━━━━━ Material supplied
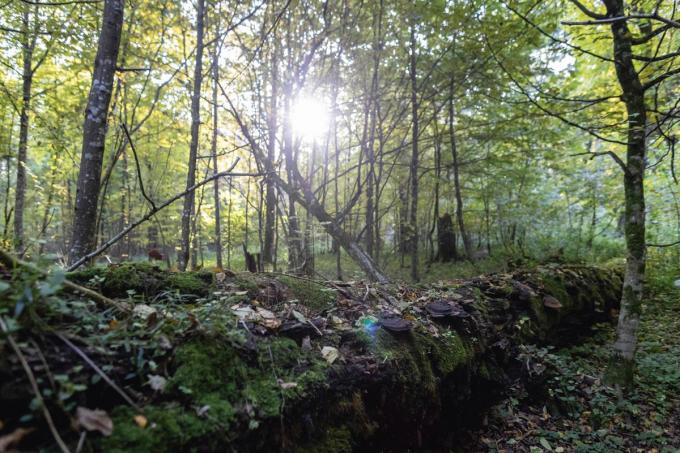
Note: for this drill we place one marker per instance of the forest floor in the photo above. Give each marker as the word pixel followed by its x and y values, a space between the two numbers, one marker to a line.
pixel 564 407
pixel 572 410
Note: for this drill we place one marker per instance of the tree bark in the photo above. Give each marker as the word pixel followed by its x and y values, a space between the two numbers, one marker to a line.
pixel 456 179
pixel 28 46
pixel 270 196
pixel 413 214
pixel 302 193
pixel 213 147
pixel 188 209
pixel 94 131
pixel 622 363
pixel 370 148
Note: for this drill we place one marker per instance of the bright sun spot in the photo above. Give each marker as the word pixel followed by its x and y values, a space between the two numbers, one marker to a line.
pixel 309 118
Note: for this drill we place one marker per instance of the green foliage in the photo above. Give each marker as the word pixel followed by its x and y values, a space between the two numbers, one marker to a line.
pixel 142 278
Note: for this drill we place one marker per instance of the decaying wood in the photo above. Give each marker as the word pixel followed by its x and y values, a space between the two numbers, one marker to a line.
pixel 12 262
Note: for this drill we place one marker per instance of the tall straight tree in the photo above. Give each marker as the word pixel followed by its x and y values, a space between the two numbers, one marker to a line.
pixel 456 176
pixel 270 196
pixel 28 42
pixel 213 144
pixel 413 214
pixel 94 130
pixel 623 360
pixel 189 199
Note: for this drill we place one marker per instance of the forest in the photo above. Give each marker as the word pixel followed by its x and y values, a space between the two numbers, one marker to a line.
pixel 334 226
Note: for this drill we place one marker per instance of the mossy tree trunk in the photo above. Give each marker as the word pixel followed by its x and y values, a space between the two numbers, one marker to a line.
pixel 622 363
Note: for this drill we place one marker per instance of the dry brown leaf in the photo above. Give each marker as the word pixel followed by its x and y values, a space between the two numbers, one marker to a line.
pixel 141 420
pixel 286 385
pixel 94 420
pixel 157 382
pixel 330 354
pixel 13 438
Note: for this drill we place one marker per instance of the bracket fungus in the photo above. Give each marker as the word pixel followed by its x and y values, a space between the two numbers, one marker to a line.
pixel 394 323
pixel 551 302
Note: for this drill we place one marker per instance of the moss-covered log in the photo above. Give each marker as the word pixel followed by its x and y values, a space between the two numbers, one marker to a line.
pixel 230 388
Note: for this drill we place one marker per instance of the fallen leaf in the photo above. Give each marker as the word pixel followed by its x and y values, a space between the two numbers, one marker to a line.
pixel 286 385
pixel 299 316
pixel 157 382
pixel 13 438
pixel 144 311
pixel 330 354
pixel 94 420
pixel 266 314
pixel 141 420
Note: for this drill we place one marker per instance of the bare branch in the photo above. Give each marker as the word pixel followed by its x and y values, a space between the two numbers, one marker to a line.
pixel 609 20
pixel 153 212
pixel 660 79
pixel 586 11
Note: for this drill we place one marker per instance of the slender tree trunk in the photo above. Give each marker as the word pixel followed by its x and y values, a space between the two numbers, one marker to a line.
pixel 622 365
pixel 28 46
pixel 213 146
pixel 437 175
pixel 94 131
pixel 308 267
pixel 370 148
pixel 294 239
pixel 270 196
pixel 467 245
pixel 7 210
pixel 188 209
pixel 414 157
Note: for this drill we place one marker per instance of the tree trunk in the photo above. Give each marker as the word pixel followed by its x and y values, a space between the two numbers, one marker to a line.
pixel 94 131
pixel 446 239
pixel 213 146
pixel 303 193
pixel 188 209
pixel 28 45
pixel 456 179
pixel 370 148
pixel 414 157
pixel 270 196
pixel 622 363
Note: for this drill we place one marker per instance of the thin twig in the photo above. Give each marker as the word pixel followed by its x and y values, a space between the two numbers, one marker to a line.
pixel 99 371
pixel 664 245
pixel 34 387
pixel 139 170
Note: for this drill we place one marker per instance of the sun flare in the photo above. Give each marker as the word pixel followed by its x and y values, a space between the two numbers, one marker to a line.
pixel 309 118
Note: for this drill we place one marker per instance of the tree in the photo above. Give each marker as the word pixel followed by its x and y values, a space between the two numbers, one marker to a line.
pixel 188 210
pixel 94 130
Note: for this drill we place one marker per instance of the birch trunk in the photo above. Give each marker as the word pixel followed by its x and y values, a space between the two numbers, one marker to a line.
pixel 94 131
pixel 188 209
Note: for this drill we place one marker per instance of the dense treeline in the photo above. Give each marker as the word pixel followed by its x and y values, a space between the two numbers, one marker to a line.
━━━━━━━━━━
━━━━━ Material supplied
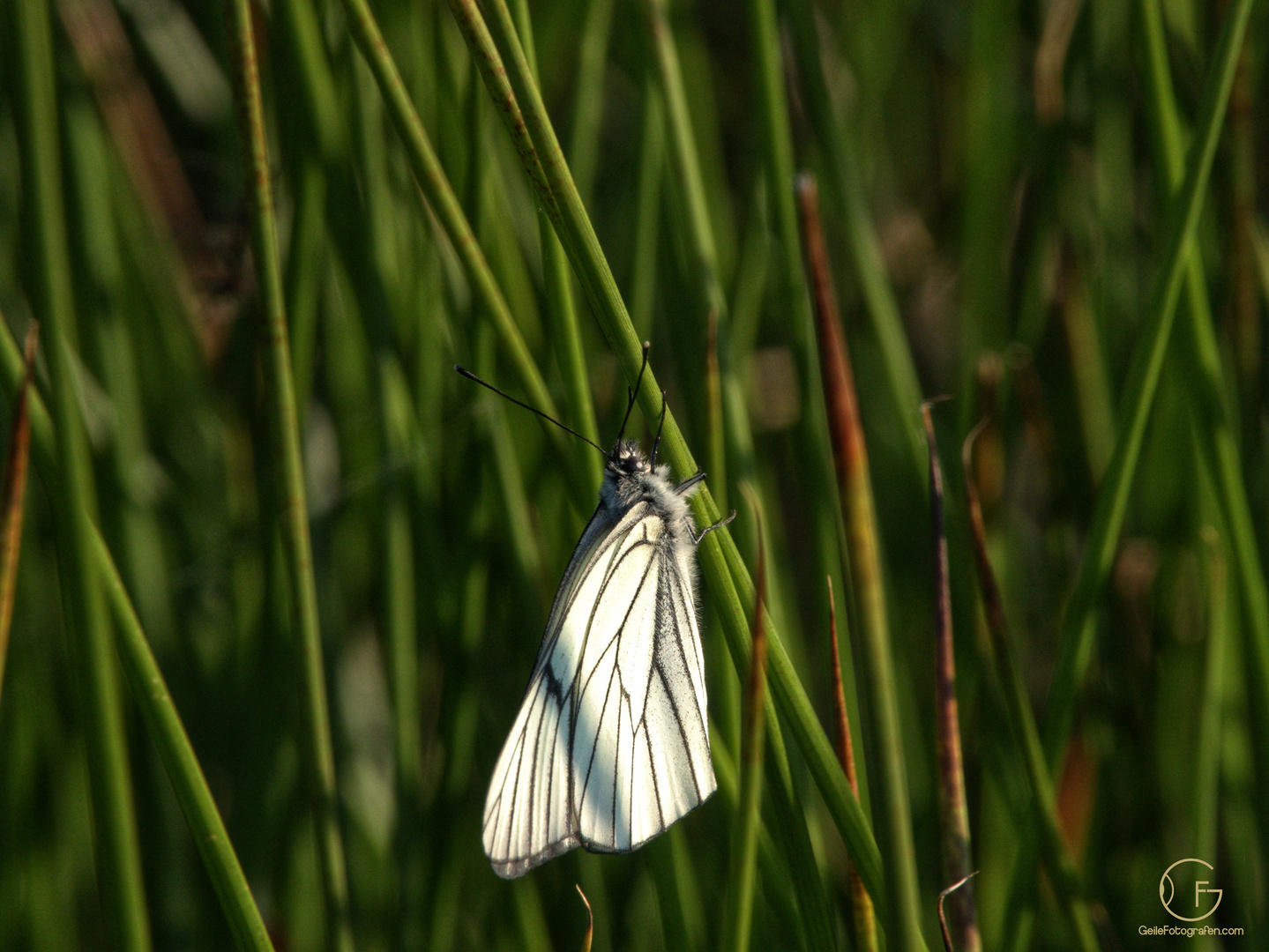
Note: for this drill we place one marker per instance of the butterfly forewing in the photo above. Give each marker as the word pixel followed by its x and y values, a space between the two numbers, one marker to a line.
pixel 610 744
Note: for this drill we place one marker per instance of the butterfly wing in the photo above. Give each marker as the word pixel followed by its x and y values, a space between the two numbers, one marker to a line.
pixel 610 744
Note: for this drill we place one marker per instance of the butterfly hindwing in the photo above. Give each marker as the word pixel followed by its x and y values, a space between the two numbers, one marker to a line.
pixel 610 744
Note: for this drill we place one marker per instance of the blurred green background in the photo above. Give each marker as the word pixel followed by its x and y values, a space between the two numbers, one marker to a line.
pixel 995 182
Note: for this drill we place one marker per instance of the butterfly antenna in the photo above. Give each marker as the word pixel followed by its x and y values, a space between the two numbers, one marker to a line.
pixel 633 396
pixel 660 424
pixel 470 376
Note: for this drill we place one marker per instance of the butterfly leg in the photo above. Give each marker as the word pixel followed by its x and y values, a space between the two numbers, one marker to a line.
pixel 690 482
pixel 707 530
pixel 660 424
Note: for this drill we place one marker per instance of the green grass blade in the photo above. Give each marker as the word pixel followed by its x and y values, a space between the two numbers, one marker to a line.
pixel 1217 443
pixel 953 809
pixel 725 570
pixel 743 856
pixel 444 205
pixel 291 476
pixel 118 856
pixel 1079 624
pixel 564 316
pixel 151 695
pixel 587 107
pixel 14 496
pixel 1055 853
━━━━━━━━━━
In the listing above, locate the line containing "the tree in" and the line containing "of the dense". Extract those two lines and every line between them, exactly as written, and only those.

Note: for this drill we place one marker per instance of the tree in the photo above. Give each marker as the word pixel followed by its x and y values, a space between the two numbers, one marker to a line.
pixel 188 210
pixel 94 130
Note: for this drill we place one marker per instance of the birch trunk in the photo above. Give each marker as the word pixel followed by its x and y values, a space between the two numbers, one marker to a line.
pixel 94 131
pixel 188 209
Note: for this drill we place one marker per instance of the dense treeline in the photo above. Give each marker as the word pixel followed by its x and y values, a space between the two numbers, one marker to a line.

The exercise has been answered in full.